**Point annotation records**
....

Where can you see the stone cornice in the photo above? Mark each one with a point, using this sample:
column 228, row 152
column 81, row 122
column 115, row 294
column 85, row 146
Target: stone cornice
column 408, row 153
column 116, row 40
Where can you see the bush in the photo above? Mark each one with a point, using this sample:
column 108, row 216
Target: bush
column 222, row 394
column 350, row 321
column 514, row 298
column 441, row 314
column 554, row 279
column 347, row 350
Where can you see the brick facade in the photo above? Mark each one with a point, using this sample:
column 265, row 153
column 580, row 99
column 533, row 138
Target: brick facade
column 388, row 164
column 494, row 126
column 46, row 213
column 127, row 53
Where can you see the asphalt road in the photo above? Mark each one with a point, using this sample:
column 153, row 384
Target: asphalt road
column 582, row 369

....

**GOAL**
Recast the lines of the records above as a Markdown table with the columns Number and Record line, starting at the first line and ending at the line that contains "column 116, row 40". Give each non-blank line its own row.

**TASK ANSWER**
| Number | Record line |
|---|---|
| 1 | Where can you see the stone cornice in the photo above? Mark each one with a point, using this sample: |
| 2 | column 228, row 152 |
| 3 | column 81, row 122 |
| 4 | column 115, row 294 |
| 5 | column 85, row 146 |
| 6 | Target: stone cornice |
| 7 | column 408, row 153 |
| 8 | column 116, row 40 |